## Excerpted passage
----------

Booking Through Thursday: Sensual

btt2

On Thursday, March 18th, Booking through Thursday asked:

Which do you prefer? Lurid, fruity prose, awash in imagery and sensuous textures and colors? Or straight-forward, clean, simple prose?

(You thought I was going to ask something else, didn’t you? Admit it!)

I like vivid imagery as much as the next person, and I really appreciate it when an author can surprise me with a description, but I’m not a particular fan of lurid writing. I find it gets tiresome after a while. Give me a Diane Ackerman book – fiction or non – and I’m a happy woman. Give me Michael Perry, Kathleen Norris, or Madeleine L’Engle, and I’m completely satisfied. But even though all of them are extremely descriptive writers, none of them is particularly lurid or fruity.

Well, except when they’re writing about actual…fruit.

Review: Truck: A Love Story, by Michael Perry

Truck: a Love Story
Truck: a Love Story
by Michael Perry
Harper Perennial, 320 pages
Get it from Amazon >>

Several days ago in this blog, I mentioned that I had an “author crush” on Michael Perry. I’m currently reading his most recent book, Coop which will be reviewed over at All Things Girl, but I wanted to make sure I talked about the last book of his that I read: Truck: a Love Story.

----------

## Supplied material
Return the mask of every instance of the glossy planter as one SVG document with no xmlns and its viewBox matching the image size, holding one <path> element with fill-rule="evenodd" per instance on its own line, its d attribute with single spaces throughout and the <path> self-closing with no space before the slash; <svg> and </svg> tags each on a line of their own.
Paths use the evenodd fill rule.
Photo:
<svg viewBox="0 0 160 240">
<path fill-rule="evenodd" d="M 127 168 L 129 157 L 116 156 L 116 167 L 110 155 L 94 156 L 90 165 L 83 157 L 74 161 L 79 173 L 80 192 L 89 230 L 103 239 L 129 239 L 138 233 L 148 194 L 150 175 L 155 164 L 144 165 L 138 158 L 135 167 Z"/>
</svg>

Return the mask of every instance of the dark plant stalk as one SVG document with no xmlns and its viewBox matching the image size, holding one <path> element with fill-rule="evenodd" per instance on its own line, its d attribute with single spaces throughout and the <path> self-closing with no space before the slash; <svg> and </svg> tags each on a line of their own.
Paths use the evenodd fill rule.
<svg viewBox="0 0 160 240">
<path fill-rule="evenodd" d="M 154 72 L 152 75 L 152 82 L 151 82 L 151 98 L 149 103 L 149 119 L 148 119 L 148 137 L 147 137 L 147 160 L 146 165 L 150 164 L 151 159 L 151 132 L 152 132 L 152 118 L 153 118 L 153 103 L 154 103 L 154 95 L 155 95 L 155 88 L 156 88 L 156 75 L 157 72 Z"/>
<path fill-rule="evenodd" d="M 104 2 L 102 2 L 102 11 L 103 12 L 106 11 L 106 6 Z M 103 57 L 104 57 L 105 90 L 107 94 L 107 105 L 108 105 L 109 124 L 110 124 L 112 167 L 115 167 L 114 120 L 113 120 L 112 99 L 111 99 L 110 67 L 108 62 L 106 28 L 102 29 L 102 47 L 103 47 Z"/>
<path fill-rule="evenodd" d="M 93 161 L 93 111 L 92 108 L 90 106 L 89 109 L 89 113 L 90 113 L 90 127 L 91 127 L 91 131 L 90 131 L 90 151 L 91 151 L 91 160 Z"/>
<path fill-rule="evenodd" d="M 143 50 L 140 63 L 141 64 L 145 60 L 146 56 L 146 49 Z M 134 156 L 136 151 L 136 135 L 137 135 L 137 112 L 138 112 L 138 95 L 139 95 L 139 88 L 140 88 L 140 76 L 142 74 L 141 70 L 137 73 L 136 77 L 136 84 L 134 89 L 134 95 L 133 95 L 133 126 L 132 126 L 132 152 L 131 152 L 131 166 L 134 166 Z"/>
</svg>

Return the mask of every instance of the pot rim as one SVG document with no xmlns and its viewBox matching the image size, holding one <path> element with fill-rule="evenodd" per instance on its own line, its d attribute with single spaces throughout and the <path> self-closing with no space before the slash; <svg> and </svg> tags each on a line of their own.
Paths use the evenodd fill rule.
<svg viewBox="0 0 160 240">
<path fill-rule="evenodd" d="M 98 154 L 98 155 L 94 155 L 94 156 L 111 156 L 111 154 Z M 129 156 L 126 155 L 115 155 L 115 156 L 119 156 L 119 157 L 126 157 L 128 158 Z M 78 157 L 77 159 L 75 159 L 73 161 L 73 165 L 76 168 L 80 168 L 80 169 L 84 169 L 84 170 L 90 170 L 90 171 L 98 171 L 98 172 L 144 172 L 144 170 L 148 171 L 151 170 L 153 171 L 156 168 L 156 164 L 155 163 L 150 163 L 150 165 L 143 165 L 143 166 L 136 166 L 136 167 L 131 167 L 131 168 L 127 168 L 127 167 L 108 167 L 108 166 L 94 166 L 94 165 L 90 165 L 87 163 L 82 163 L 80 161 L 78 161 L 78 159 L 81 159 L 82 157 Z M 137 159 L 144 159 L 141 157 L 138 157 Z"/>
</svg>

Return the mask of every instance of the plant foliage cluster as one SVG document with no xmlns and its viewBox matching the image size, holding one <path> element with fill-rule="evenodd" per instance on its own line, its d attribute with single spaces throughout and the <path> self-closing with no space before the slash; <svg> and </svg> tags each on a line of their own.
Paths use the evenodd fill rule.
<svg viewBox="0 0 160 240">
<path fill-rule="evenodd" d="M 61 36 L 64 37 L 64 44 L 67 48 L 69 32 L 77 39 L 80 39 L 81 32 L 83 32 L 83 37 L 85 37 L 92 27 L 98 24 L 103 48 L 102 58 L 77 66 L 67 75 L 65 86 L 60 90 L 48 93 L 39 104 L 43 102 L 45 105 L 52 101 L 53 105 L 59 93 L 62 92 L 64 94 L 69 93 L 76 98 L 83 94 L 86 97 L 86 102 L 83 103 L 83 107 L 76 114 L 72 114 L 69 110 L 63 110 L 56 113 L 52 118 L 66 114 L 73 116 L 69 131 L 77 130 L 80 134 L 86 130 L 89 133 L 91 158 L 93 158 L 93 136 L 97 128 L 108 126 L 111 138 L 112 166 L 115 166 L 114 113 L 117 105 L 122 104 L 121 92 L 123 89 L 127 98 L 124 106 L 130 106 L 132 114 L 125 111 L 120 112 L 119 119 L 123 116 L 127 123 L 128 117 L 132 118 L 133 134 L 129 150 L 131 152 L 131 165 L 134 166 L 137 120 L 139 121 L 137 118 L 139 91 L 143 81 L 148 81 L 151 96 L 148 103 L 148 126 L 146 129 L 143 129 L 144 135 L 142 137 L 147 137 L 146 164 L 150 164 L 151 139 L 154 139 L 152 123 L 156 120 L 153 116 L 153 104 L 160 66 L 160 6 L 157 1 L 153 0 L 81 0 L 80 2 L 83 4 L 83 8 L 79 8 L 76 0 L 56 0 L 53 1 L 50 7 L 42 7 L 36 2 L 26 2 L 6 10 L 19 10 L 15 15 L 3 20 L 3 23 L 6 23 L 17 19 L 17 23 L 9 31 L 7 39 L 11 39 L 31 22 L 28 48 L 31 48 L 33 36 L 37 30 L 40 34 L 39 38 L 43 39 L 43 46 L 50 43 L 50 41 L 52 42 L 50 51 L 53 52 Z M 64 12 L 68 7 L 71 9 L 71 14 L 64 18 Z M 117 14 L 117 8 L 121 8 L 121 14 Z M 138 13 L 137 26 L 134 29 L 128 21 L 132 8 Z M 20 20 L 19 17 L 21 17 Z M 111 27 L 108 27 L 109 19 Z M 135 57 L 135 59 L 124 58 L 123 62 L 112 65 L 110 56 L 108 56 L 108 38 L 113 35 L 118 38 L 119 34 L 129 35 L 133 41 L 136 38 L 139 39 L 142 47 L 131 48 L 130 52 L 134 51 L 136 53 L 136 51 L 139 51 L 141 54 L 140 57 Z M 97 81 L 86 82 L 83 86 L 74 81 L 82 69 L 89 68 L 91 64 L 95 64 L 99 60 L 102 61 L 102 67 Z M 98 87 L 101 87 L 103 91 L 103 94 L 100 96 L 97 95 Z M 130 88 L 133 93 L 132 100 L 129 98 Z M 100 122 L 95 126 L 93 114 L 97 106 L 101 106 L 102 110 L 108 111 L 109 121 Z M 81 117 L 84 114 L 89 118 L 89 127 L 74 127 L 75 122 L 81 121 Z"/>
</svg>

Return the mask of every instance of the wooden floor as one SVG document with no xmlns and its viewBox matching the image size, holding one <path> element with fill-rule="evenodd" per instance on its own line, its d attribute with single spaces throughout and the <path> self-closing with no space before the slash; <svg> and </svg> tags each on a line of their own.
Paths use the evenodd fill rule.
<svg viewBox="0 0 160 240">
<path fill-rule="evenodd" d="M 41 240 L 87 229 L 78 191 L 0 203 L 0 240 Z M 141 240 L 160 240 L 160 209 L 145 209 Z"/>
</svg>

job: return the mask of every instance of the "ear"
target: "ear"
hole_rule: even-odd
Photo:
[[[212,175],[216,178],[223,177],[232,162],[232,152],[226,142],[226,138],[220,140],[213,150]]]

----------

From the Booking Through Thursday post above, set down word for word the passage starting with "I like vivid" and going on through "writing about actual…fruit.".

## Exercise answer
I like vivid imagery as much as the next person, and I really appreciate it when an author can surprise me with a description, but I’m not a particular fan of lurid writing. I find it gets tiresome after a while. Give me a Diane Ackerman book – fiction or non – and I’m a happy woman. Give me Michael Perry, Kathleen Norris, or Madeleine L’Engle, and I’m completely satisfied. But even though all of them are extremely descriptive writers, none of them is particularly lurid or fruity.

Well, except when they’re writing about actual…fruit.